## [PAGE]
We have established procedures for stockholders or other interested parties to communicate directly with our board of directors. Such parties can contact the board by mail at: Chairperson of the Cole Credit Property Trust II, Inc. Audit Committee, c/o Corporate Secretary, 2575 East Camelback Road, Suite 500, Phoenix, Arizona 85016.
 
The chairperson of the audit committee will receive all communications made by this means.
 
Board Leadership Structure; Independent Lead Director
 
Christopher H. Cole serves as both our Chairman of the Board and Chief Executive Officer. The board of directors believes that independent oversight of management is an important component of an effective board of directors. The independent board of directors’ members have determined that the most effective board of directors’ leadership structure for the Company at the present time is for the Chief Executive Officer to also serve as Chairman of the board of directors. The independent board members believe that because the Chief Executive Officer is ultimately responsible for the day-to-day operation of the Company and for executing the Company’s strategy, and because the performance of the Company is an integral part of board deliberations, the Chief Executive Officer is the director best qualified to act as Chairman of the board. The board of directors retains the authority to modify this structure to best address the Company’s unique circumstances, and so advance the best interests of all stockholders, as and when appropriate. In addition, although we do not have a lead independent director, the board of directors believes that the current structure is appropriate, as the Company has no employees and is externally managed by our advisor, whereby all operations are conducted by our advisor or its affiliates.

## [EXCERPTED DATA]
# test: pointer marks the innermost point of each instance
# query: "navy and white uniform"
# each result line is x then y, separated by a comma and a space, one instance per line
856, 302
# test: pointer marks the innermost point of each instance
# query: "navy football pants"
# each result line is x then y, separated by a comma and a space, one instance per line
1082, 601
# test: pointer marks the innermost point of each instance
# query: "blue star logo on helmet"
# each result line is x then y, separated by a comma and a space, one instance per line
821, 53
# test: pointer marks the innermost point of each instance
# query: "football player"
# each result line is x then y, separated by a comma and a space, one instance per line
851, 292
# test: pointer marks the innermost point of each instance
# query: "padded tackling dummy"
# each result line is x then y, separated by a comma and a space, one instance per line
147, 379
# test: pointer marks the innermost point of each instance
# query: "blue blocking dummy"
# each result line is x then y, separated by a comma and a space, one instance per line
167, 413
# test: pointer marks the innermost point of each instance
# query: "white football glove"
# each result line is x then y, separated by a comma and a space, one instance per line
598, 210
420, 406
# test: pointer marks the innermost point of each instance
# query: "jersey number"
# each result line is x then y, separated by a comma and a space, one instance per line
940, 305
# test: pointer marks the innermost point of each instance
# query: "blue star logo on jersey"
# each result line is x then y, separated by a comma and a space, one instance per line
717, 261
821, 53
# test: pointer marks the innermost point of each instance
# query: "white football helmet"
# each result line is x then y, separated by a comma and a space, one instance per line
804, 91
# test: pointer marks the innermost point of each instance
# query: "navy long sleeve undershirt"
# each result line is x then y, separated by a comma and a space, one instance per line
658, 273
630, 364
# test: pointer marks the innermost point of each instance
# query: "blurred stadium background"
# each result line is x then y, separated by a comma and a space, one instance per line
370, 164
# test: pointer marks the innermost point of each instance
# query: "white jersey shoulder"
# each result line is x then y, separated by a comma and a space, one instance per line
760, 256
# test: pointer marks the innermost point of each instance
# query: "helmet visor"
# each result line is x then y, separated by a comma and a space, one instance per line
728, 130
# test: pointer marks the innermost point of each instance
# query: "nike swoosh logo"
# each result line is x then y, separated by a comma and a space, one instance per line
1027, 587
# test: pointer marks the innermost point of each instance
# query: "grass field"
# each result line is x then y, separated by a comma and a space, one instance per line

## [WHAT IS BEING ASKED]
Please answer from the board governance text: who receives all communications mailed to the board by this means? The lines aren't needed here.

## [THE SOLUTION]
The chairperson of the audit committee receives them.